## Ausgewählter Text
☆ ☆ ☆ ☆ ☆ ☆ ☆

Die Wiederentdeckung der Werke Sandor Marais gehört bei all
der jährlich einströmenden Bücherflut zu den glücklichen
Umständen, die vor allem beweisen, dass es noch immer literarische Schätze zu bergen gibt. Wurde Marai in
Deutschland noch in den 50er Jahren verlegt, so nahm das
Interesse an seinen Büchern in den Folgezeit spürbar ab.
Vor allem dem kleinen aber engagierten Oberbaum Verlag ist es
zu verdanken, dass der Autor nicht ganz in Vergessenheit
geriet. Doch erst die Neuausgabe des Romans "Die
Glut" im Piper Verlag zog eine wahrhaftige Renaissance
nach sich, in deren Folge Werke wie "Das Vermächtnis der
Esther", "Land, Land" oder die
"Bekenntnisse eines Bürgers" erschienen. Nun legt
der Piper Verlag mit "Die jungen Rebellen" (1930)
ein Frühwerk Marais vor und erbringt gleichzeitig den Beweis
für die frühe Meisterschaft des zu Unrecht Vergessenen.
Vor allem auto biographisch beeinflusst, fängt Marai in seinem
Roman die morbid düstere Stimmung zur Zeit des 1.Weltkrieges
im kleinen Städtchen Kaschau ein.
Es sind dies Bilder einer längst vergessenen Zeit, einer Zeit
des Erwachsenwerdens im Angesicht des Krieges, in der die
Jugend ihren Platz auf dem Schlachtfeld findet.

☆ ☆ ☆ ☆ ☆ ☆ ☆

## Erfasste Datensätze

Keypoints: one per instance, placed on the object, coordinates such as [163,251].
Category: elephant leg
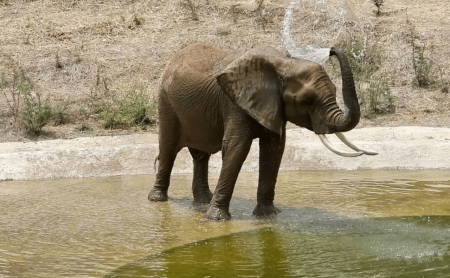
[271,150]
[200,188]
[234,152]
[169,146]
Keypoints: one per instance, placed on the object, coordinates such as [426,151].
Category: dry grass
[65,45]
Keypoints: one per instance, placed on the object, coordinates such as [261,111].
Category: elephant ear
[252,82]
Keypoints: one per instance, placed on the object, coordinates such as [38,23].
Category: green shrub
[376,99]
[83,127]
[136,108]
[133,109]
[35,114]
[14,85]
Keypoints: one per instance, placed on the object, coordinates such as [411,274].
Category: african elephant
[211,99]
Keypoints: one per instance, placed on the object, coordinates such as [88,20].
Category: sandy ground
[66,47]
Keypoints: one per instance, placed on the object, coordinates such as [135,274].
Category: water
[333,224]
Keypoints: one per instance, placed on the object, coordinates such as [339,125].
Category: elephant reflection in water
[213,100]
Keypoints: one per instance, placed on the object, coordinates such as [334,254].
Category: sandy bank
[408,148]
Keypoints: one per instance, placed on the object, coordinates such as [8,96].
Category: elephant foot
[203,197]
[217,214]
[158,195]
[265,211]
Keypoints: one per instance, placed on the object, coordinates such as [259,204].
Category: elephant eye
[307,99]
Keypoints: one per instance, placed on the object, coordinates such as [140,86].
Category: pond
[333,224]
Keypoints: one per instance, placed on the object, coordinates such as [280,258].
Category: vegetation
[95,67]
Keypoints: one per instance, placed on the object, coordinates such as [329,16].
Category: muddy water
[333,224]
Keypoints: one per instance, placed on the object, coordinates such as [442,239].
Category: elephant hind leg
[200,187]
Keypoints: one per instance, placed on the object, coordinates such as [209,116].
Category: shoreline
[399,148]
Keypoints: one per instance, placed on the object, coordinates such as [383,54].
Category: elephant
[212,99]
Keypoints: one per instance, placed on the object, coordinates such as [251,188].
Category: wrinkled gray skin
[214,100]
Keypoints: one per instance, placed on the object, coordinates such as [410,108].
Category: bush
[133,109]
[35,114]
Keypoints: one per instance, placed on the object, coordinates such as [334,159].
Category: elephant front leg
[234,153]
[271,150]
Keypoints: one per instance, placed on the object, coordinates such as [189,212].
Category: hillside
[83,57]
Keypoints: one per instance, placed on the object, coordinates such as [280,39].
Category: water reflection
[273,252]
[89,227]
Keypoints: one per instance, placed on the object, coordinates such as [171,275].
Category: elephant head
[273,89]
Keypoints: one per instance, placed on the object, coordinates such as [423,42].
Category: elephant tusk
[332,148]
[341,136]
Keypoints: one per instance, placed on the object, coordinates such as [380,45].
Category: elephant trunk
[342,121]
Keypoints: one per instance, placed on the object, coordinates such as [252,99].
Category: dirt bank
[406,148]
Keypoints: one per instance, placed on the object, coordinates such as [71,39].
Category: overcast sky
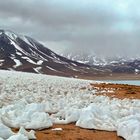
[104,27]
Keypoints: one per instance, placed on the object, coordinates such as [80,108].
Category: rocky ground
[72,132]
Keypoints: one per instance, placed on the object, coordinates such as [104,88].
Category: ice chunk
[5,132]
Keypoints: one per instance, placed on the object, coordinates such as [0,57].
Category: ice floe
[31,101]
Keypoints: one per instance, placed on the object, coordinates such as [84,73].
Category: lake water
[130,82]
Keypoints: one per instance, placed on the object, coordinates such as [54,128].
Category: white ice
[36,101]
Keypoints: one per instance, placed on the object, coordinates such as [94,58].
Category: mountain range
[22,53]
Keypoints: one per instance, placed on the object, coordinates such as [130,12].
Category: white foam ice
[38,101]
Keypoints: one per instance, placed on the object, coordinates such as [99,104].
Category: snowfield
[35,101]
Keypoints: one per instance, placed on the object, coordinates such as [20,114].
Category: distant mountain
[22,53]
[115,65]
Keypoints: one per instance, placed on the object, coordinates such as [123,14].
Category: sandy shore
[71,132]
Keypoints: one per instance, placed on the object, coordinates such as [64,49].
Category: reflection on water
[130,82]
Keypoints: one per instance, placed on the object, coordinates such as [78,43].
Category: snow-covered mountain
[115,65]
[23,53]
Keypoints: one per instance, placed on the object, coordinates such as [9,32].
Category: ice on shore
[31,101]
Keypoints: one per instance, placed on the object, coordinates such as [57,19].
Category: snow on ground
[35,101]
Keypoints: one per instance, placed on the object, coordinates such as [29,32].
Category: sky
[102,27]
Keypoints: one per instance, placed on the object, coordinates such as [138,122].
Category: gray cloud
[106,27]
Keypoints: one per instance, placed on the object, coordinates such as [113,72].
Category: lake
[130,82]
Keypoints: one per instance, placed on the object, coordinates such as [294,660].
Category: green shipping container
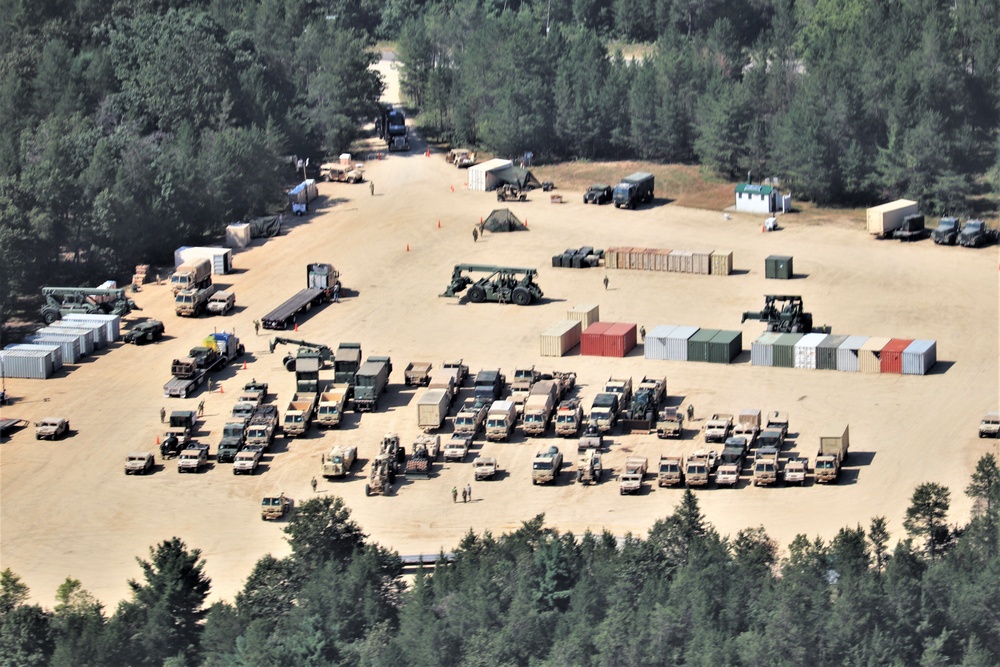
[779,267]
[698,344]
[784,350]
[725,346]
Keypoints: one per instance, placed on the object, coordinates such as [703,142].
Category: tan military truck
[138,463]
[589,469]
[339,461]
[630,480]
[51,428]
[545,468]
[670,471]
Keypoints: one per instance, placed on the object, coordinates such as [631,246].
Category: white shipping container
[677,342]
[560,338]
[655,345]
[69,345]
[28,364]
[805,350]
[847,353]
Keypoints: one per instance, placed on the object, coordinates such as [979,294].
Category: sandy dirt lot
[68,509]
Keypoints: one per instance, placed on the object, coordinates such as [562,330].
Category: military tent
[502,220]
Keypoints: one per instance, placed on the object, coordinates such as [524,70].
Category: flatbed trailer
[281,317]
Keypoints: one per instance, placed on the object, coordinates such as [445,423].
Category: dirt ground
[68,509]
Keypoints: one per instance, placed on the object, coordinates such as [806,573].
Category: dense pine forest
[132,127]
[681,595]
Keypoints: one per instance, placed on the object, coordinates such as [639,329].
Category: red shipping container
[891,360]
[590,340]
[619,339]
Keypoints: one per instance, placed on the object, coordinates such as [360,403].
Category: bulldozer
[306,350]
[503,284]
[784,314]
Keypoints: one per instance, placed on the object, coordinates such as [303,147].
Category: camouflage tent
[502,220]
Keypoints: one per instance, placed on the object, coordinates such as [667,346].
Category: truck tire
[477,294]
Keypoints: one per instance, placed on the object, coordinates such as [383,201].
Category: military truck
[633,190]
[233,439]
[545,468]
[138,463]
[795,471]
[670,471]
[51,428]
[339,461]
[947,231]
[731,461]
[370,382]
[246,461]
[630,480]
[989,427]
[669,423]
[193,459]
[273,508]
[765,465]
[193,302]
[719,427]
[417,374]
[484,467]
[191,275]
[471,417]
[589,469]
[831,456]
[604,412]
[569,418]
[500,421]
[699,466]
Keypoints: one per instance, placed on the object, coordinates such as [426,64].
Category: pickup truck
[193,458]
[485,467]
[457,447]
[630,481]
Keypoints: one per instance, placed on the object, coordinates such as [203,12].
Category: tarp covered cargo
[502,220]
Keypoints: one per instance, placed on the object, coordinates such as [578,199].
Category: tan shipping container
[560,338]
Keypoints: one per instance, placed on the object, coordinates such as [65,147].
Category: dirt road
[68,509]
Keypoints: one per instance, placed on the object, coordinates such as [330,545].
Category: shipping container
[591,343]
[892,355]
[698,344]
[701,262]
[85,336]
[722,262]
[870,354]
[847,353]
[29,364]
[778,267]
[805,350]
[784,350]
[112,323]
[655,345]
[619,339]
[52,349]
[69,344]
[677,342]
[762,349]
[826,352]
[585,314]
[919,357]
[725,346]
[560,338]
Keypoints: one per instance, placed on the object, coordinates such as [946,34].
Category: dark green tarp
[502,220]
[518,176]
[264,227]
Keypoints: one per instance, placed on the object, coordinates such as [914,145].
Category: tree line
[132,127]
[847,102]
[683,594]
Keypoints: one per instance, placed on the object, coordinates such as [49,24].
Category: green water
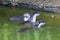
[8,29]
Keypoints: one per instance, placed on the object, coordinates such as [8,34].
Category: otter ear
[24,29]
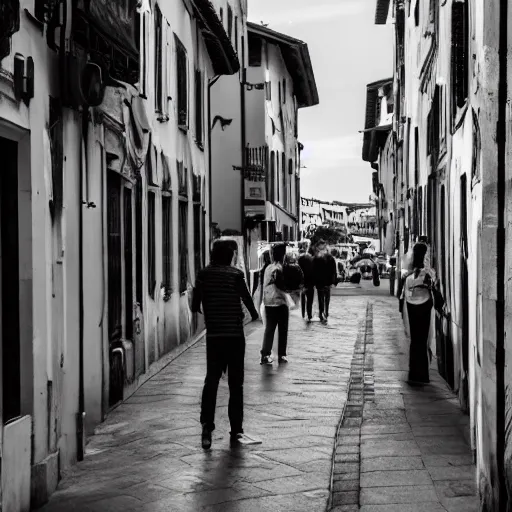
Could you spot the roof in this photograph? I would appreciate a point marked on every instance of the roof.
(381, 12)
(297, 60)
(222, 54)
(371, 139)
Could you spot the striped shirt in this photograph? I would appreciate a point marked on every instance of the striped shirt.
(221, 290)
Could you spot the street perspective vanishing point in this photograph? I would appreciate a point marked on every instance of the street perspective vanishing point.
(255, 256)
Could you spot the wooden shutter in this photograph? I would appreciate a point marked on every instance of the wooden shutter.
(182, 84)
(460, 43)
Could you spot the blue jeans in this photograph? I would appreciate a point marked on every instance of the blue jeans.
(277, 317)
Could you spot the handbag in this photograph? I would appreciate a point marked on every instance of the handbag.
(437, 298)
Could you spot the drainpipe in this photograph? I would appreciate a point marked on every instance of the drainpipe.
(500, 249)
(211, 83)
(243, 138)
(81, 394)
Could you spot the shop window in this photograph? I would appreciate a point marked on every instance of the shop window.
(460, 57)
(182, 84)
(151, 244)
(183, 244)
(167, 242)
(199, 108)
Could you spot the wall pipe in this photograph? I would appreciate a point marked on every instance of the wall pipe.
(211, 83)
(500, 249)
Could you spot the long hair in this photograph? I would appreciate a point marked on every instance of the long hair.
(279, 252)
(418, 257)
(222, 252)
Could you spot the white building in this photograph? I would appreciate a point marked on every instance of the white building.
(104, 211)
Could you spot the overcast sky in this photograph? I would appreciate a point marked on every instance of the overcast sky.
(347, 51)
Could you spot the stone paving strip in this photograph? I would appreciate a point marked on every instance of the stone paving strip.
(409, 451)
(146, 457)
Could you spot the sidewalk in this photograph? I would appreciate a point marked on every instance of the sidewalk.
(410, 442)
(147, 457)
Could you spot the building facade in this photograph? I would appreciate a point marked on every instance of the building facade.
(105, 213)
(279, 82)
(442, 172)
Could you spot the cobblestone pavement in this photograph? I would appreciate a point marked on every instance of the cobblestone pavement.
(399, 448)
(146, 456)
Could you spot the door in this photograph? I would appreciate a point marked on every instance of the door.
(10, 352)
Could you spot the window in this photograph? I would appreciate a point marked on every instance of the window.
(151, 245)
(166, 242)
(255, 49)
(285, 185)
(144, 53)
(182, 84)
(271, 179)
(236, 34)
(56, 137)
(158, 60)
(183, 244)
(197, 238)
(277, 180)
(199, 108)
(460, 43)
(230, 22)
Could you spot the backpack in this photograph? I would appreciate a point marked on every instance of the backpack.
(293, 277)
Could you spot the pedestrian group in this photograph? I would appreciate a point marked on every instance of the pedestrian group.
(219, 291)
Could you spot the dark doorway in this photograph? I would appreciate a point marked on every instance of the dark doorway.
(128, 263)
(464, 289)
(10, 287)
(114, 223)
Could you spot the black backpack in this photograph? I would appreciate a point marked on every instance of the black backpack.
(293, 277)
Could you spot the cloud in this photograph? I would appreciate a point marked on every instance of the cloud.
(311, 13)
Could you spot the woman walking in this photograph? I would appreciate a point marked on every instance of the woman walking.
(417, 294)
(276, 307)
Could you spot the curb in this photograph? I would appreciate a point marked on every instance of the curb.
(344, 486)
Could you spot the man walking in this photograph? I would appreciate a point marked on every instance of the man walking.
(308, 293)
(220, 288)
(324, 273)
(276, 307)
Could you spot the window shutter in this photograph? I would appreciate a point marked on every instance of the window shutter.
(459, 53)
(182, 84)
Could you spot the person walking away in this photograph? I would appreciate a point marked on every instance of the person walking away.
(220, 289)
(417, 295)
(308, 293)
(266, 263)
(276, 307)
(392, 276)
(324, 273)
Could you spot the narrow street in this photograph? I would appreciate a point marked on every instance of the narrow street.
(409, 454)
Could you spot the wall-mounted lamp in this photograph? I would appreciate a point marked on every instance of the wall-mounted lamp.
(23, 78)
(258, 87)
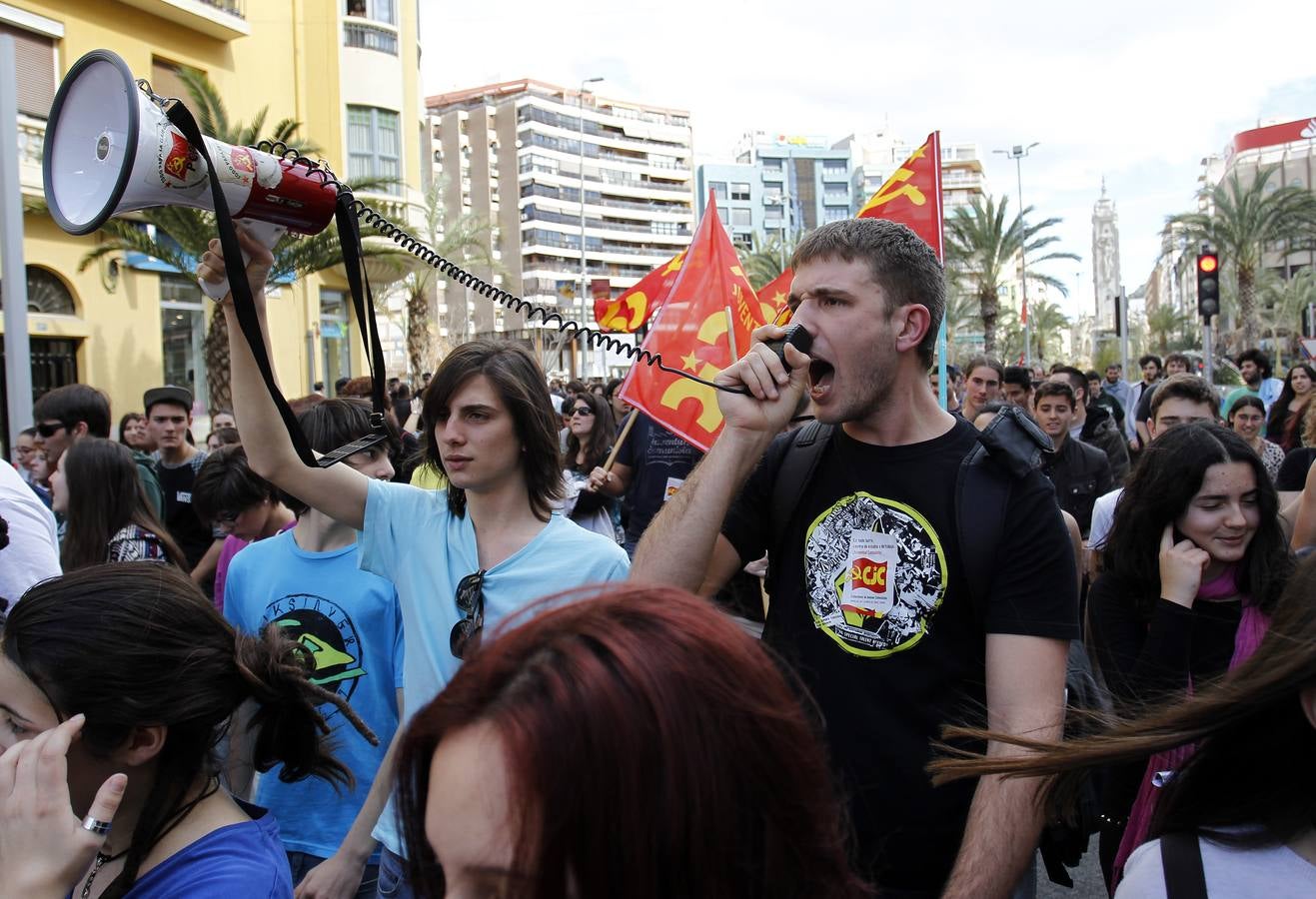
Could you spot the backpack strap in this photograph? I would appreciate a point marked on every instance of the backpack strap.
(1009, 448)
(799, 462)
(1181, 860)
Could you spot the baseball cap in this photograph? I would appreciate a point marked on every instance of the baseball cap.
(167, 394)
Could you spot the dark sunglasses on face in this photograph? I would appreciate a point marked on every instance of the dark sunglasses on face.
(470, 603)
(48, 431)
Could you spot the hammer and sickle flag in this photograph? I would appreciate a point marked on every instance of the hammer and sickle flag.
(912, 195)
(691, 334)
(635, 306)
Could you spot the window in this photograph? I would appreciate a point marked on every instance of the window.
(335, 332)
(382, 11)
(374, 146)
(34, 62)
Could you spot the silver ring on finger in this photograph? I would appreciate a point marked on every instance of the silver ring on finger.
(96, 825)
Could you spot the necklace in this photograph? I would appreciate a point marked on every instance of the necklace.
(102, 860)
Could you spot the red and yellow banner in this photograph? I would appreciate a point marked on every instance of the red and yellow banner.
(636, 305)
(912, 195)
(692, 334)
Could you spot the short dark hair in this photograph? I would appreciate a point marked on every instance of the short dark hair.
(899, 262)
(74, 403)
(1054, 389)
(1256, 357)
(227, 484)
(1183, 388)
(1017, 376)
(986, 361)
(1076, 381)
(519, 381)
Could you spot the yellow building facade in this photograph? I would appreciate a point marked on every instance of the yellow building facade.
(348, 70)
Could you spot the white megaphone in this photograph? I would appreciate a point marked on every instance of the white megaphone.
(109, 149)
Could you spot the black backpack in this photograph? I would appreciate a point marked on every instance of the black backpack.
(1005, 451)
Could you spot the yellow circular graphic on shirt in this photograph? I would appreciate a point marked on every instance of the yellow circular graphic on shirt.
(875, 574)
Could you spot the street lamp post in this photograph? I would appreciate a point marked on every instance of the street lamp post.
(585, 282)
(1017, 154)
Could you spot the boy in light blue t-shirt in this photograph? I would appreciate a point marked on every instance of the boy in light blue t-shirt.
(464, 558)
(308, 583)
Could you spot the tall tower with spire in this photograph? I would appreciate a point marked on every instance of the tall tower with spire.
(1105, 260)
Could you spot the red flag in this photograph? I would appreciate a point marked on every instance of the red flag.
(912, 195)
(776, 291)
(691, 334)
(635, 306)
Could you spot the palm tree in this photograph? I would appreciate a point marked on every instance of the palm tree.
(1240, 222)
(1047, 320)
(464, 240)
(182, 235)
(980, 249)
(767, 258)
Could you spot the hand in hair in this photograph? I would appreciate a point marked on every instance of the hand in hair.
(44, 848)
(1182, 564)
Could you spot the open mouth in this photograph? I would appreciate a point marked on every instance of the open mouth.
(821, 374)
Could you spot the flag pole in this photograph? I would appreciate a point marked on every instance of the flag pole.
(622, 439)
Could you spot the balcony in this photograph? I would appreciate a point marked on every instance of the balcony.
(224, 20)
(365, 36)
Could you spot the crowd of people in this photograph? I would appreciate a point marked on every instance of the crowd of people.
(534, 644)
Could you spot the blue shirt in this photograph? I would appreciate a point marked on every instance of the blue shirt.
(411, 537)
(350, 622)
(241, 860)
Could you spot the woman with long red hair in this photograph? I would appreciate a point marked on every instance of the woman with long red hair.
(634, 742)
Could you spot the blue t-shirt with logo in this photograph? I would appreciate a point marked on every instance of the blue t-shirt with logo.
(240, 860)
(350, 622)
(411, 537)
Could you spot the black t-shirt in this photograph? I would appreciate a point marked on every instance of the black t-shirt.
(659, 462)
(191, 534)
(870, 605)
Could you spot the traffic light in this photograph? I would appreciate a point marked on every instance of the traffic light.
(1208, 285)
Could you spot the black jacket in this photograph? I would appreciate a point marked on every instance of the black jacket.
(1080, 474)
(1100, 431)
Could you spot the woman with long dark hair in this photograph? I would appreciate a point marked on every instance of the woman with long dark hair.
(631, 742)
(1192, 567)
(1245, 419)
(1290, 410)
(591, 431)
(137, 663)
(109, 518)
(1245, 799)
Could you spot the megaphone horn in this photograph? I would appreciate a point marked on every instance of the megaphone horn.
(109, 149)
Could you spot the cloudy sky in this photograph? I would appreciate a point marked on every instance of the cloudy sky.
(1137, 92)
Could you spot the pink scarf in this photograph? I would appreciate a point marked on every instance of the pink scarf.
(1162, 766)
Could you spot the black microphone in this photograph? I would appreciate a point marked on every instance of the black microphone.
(796, 337)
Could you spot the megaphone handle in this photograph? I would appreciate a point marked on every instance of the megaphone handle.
(265, 232)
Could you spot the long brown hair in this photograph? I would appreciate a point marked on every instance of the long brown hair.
(653, 750)
(599, 439)
(104, 496)
(136, 644)
(520, 385)
(1253, 762)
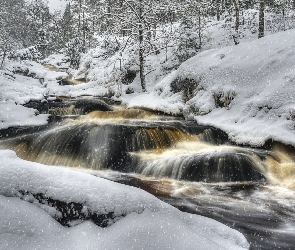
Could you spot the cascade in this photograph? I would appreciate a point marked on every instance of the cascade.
(195, 168)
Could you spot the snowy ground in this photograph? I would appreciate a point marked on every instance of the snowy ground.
(246, 90)
(147, 223)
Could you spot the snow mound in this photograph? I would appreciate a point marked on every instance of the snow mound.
(147, 223)
(245, 90)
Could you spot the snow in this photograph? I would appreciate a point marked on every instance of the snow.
(148, 224)
(258, 76)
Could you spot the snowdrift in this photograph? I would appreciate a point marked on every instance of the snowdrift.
(140, 221)
(246, 90)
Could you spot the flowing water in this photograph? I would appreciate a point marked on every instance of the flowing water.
(194, 168)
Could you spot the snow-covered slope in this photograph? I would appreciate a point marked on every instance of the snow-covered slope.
(246, 90)
(140, 220)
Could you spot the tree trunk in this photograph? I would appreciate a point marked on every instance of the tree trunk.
(261, 19)
(237, 23)
(141, 49)
(218, 10)
(199, 31)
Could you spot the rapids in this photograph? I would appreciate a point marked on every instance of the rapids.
(192, 167)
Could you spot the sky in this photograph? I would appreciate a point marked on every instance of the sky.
(56, 4)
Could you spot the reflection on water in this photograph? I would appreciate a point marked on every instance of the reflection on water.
(194, 168)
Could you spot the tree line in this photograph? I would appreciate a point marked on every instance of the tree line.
(28, 30)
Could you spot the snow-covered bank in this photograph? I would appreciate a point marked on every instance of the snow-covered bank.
(147, 223)
(246, 90)
(21, 82)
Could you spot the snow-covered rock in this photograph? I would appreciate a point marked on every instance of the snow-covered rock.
(147, 223)
(246, 90)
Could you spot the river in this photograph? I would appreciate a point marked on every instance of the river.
(194, 168)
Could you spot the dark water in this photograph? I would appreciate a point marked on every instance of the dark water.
(192, 167)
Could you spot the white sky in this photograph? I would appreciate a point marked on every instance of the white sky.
(56, 4)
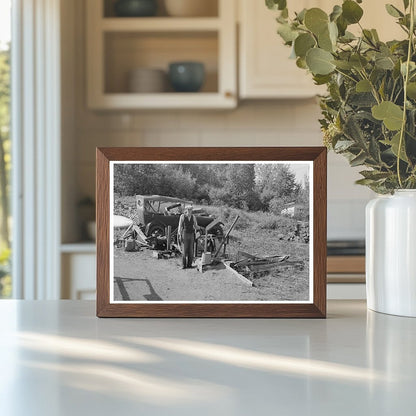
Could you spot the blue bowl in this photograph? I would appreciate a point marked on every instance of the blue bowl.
(187, 76)
(135, 8)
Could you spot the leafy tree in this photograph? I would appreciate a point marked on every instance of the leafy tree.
(5, 159)
(276, 181)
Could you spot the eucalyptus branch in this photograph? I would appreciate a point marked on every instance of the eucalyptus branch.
(406, 80)
(346, 75)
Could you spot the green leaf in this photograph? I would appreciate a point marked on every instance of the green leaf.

☆ ☆ ☆ ☆ ☆ ☆ ☆

## Aufgaben
• a. Kopiere aus dem Text über Sandor Marai wortgetreu den Abschnitt zwischen „Vor allem auto“ und „dem Schlachtfeld findet.“, beide eingeschlossen.
• b. Fasse den Text über Sandor Marai in zwei Sätzen zusammen.
• c. Schreibe den Text über Sandor Marai im Anschluss an seinen letzten Satz fort.
Die Datensätze stammen aus einer anderen Quelle.

## Nummerierte Antworten
• a.
Vor allem auto biographisch beeinflusst, fängt Marai in seinem
Roman die morbid düstere Stimmung zur Zeit des 1.Weltkrieges
im kleinen Städtchen Kaschau ein.
Es sind dies Bilder einer längst vergessenen Zeit, einer Zeit
des Erwachsenwerdens im Angesicht des Krieges, in der die
Jugend ihren Platz auf dem Schlachtfeld findet.

• b. Nachdem das Interesse an Sandor Marai in Deutschland lange abgenommen hatte, löste erst die Neuausgabe des Romans „Die Glut“ im Piper Verlag eine wahre Renaissance seiner Werke aus. Nun legt der Verlag mit „Die jungen Rebellen“ (1930) ein autobiographisch beeinflusstes Frühwerk vor, das die düstere Stimmung zur Zeit des Ersten Weltkriegs im Städtchen Kaschau einfängt.

• c.
Abel, der Sohn eines Arztes, liegt, noch umnebelt vom Alkohol
und Zigarettendunst, erwachend im Bett. Es ist noch nicht lang
her, als seine Freunde bei ihm waren, um ihren Schulabschluss
zu feiern, Karten zu spielen und ihre Freiheit zu genießen.
In ihren Familien gibt es keinen Halt mehr; die Väter
kämpfen an der Front und ihre Mütter grämen sich aus Sorge
um den Liebsten. Sie verbündet das gleiche Schicksal, egal ob
es der schöne Tibor mit seinem kriegsversehrten Bruder Lajos
oder Ernö, der Sohn des Schusters, ist. Sie suchen nach dem
Sinn des Lebens, bauen sich ihre eigene trügerische Welt auf,
um den Schmerz des Erwachsenwerdens und die grausame Realität
zu vergessen.
Nur anderthalb Tage dauert die Handlung, doch versteht es
Marai vortrefflich, die Erinnerungen an Vergangenes kunstvoll
mit gegenwärtigem Geschehen zu verweben. So entsteht vor dem
inneren Auge des Lesers eine in eindringlichen sprachlichen
Bildern gezeichnete Welt, die die Ängste der Heranwachsenden
vor der blutrünstigen Kriegswelt förmlich spürbar macht.
Sie beginnen Geld zu stehlen, kaufen sich langersehnte Sachen,
ein Preis der letzten Endes allen teuer zu stehen kommt.
Einzig das Vertrauen ineinander und zu einem gescheiterten
Provinzschauspieler lässt die sie Trostlosigkeit der Zukunft
vergessen. Doch zerbricht das Idyll als sie entdecken, dass
einer von ihnen nicht mit offenen Karten spielt.
Mit "Die jungen Rebellen" hat Sandor Marai
eindrucksvoll unter Beweis gestellt, dass er bereits sehr
früh ein feines Gespür für menschliche Stimmungen
entwickelte, die er meisterhaft in Worte zu kleiden vermochte.